### Extracted data:
·····

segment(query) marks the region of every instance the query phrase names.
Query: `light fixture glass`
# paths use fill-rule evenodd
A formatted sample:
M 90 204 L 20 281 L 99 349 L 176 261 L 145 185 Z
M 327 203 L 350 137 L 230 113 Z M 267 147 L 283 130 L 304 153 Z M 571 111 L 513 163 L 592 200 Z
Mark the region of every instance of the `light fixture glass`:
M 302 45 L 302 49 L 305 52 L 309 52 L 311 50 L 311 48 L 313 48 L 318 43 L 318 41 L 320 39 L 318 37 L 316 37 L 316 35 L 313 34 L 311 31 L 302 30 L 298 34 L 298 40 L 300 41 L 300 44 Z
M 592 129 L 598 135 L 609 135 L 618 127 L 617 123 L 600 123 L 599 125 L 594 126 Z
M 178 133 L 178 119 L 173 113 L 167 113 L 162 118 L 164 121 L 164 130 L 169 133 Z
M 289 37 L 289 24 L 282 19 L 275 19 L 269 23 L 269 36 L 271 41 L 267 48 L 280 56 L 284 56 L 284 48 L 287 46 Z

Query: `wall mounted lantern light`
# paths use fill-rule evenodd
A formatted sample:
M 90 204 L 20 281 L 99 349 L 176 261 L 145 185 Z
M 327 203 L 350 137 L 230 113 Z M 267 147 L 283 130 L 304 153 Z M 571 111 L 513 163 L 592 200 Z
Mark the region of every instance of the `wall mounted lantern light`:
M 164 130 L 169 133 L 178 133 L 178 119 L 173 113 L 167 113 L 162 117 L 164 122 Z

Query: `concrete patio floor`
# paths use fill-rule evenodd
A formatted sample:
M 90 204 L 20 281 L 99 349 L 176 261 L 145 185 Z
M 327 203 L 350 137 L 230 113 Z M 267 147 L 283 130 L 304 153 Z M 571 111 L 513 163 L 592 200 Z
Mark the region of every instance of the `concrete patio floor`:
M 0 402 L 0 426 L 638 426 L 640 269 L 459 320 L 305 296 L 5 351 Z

·····

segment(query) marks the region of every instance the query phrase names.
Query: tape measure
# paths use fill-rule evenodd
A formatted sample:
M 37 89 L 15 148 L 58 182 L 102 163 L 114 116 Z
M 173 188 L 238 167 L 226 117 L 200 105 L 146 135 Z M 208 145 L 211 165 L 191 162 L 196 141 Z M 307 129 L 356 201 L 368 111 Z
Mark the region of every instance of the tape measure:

·····

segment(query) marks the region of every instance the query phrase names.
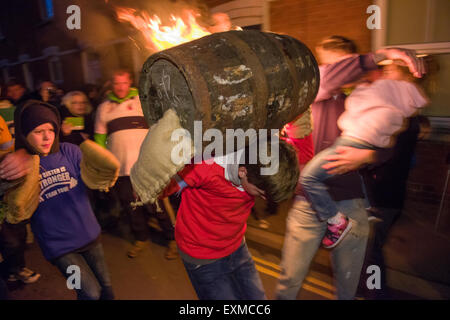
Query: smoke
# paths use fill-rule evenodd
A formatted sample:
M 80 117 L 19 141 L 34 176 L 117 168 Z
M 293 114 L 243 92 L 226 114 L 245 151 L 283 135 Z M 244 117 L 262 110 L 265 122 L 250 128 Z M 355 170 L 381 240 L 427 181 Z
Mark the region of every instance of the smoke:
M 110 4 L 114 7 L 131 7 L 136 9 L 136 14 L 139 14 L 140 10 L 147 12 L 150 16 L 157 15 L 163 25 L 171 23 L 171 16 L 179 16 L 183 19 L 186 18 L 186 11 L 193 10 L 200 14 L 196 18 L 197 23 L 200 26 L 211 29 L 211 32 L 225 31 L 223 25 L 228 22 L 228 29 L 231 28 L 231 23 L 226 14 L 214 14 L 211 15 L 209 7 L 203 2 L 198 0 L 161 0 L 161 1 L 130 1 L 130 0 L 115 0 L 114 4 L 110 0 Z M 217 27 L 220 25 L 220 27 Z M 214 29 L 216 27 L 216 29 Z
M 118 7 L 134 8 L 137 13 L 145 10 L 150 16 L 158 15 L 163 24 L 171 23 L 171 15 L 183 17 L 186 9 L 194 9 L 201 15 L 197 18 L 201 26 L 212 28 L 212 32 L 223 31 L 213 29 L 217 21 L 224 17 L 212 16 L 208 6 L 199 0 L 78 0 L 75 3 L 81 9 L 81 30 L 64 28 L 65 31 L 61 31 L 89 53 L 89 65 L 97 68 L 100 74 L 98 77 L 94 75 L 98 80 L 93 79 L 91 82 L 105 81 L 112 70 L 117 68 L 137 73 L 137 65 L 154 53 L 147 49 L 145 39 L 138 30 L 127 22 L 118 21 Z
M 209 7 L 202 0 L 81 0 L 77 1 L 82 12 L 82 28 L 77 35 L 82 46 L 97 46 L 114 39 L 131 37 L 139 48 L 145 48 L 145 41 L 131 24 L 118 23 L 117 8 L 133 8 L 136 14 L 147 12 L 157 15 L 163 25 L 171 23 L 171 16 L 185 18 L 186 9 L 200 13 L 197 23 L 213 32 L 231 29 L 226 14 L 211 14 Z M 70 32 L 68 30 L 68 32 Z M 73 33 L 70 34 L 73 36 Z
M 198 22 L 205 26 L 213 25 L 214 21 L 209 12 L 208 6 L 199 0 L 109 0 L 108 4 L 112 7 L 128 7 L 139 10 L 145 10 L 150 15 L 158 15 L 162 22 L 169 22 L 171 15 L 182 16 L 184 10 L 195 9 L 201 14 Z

·····

For the listing above, state how many lines contain the word "measure", with no other words.

### Result below:
2